以下のエントリの各行を、すべてにわたって一字一句変えずにそのまま書き写してください。

-----

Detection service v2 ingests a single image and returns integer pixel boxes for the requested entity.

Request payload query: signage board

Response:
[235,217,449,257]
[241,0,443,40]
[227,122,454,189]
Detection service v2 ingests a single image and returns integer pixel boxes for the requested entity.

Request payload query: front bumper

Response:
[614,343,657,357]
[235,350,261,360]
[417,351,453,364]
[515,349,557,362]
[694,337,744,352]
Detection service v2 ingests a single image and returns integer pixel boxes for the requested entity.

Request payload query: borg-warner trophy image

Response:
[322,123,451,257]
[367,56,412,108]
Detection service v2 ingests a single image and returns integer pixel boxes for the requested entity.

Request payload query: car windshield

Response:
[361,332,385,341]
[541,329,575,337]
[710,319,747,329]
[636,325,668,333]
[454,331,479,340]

-----

**以下の出力:**
Detection service v2 ingests a single image and returns integer pixel boxes for the requested entity.

Request payload query: signage board

Response:
[235,217,449,257]
[241,0,443,40]
[227,122,454,189]
Detection service v2 ingests a single image and returns integer pixel boxes for the requested entity.

Request payload query: front bumper

Response:
[614,343,657,357]
[235,350,261,360]
[417,351,453,364]
[515,349,557,362]
[694,337,744,352]
Detection service v2 ingests a single image and returns integer pixel boxes for the requested entity.

Request payload query: borg-warner trophy image

Response:
[322,123,451,257]
[367,56,412,108]
Detection service v2 ingests a single image and returns integer pixel boxes for the requested entity.

Request payload query: car windshield

Response:
[361,332,385,341]
[541,329,575,337]
[710,319,747,329]
[636,325,668,333]
[454,331,479,340]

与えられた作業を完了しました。